Your instructions
In each of the records below, replace "vertex pairs" with "corner points" and write the records out again with nothing else altered.

╭──

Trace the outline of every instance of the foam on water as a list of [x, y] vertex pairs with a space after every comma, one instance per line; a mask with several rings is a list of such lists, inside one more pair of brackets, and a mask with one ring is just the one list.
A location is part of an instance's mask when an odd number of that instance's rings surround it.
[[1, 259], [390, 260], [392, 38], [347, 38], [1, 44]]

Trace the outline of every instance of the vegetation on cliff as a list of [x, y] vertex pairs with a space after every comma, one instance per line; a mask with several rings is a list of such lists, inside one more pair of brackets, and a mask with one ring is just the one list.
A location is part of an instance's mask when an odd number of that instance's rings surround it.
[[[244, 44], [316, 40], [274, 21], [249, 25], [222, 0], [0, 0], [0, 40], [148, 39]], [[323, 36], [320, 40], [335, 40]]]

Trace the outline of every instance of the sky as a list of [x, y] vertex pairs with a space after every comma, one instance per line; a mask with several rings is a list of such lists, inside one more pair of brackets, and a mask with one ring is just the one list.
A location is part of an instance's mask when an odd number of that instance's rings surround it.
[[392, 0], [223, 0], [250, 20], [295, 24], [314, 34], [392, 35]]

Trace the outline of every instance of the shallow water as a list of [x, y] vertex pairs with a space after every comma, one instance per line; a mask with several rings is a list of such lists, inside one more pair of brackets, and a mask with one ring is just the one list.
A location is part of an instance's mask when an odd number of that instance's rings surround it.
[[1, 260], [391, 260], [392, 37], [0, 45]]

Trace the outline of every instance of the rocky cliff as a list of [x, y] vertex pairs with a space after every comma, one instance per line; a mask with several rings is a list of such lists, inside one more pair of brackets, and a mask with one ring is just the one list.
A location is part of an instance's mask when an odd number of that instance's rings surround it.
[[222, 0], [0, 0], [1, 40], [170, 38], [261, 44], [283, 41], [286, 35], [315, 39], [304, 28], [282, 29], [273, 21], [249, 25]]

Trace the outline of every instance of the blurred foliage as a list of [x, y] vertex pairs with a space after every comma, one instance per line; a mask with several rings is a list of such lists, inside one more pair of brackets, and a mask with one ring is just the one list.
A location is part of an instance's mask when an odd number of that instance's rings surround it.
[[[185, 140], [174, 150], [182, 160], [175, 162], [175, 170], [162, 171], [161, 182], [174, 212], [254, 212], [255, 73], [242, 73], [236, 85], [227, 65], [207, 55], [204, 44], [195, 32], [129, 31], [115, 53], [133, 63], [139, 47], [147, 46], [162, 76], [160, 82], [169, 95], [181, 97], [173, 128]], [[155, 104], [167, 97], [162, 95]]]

╰──

Answer for the task
Trace the outline of every instance of the foam on water as a list of [x, y] corner points with a space after every comma, one instance per line; a mask with several rings is a list of such lists, inside one more pair of brackets, and a mask with one ring is just the one list.
A location is part of an instance's mask when an odd number of that instance's rings surround it.
[[1, 259], [390, 260], [392, 38], [347, 38], [1, 44]]

Trace the outline of every instance of the vegetation on cliff as a list of [x, y] corner points with a space after every comma, one instance per line; a mask with several rings is a list of such lists, inside one more pair of brackets, and a mask with one ring is just the one list.
A location is part of an instance's mask when an odd number of that instance's rings surround it.
[[[244, 44], [316, 40], [274, 21], [249, 25], [222, 0], [0, 0], [0, 40], [148, 39]], [[323, 36], [320, 40], [335, 40]]]

Trace the outline of every instance of the sky as a list of [x, y] corner points with a space after every comma, one instance per line; a mask with several rings is a list of such lists, inside one more pair of brackets, and a mask with one ring is just the one list.
A location is part of an instance's mask when an odd number of that instance's rings surround it.
[[392, 0], [223, 0], [250, 20], [295, 24], [314, 34], [392, 35]]

Trace the outline of every instance of the shallow water as a list of [x, y] corner points with a space after every comma, one instance per line; a mask with several rings is a list of such lists, inside one more pair of brackets, and a mask with one ring is just the one list.
A location is part of an instance's mask when an odd number of that instance's rings surround it.
[[1, 260], [391, 260], [392, 37], [0, 45]]

Trace the outline of every instance of the rocky cliff as a list of [x, y] corner points with a space after every comma, one instance per line; a mask with several rings is a list of such lists, inside one more pair of brackets, and a mask with one ring is just the one list.
A location is part of an instance's mask when an odd number of that instance's rings surround it.
[[222, 0], [0, 0], [1, 40], [170, 38], [261, 44], [283, 41], [286, 35], [315, 39], [304, 28], [282, 29], [273, 21], [249, 25]]

Trace the outline of every instance of the blurred foliage as a list of [x, y] corner points with a space after every comma, one instance per line; a mask with several rings is a list of such lists, inside one more pair of brackets, and a mask with one ring is just the one list.
A location is part of an instance's mask when an odd number of that instance's rings surround it.
[[[185, 140], [174, 150], [182, 160], [175, 162], [175, 170], [162, 171], [161, 182], [174, 212], [254, 212], [255, 73], [242, 73], [236, 85], [227, 65], [207, 55], [204, 44], [195, 32], [129, 31], [115, 53], [133, 63], [139, 47], [147, 46], [162, 76], [160, 82], [169, 95], [181, 97], [173, 128]], [[155, 104], [167, 97], [162, 95]]]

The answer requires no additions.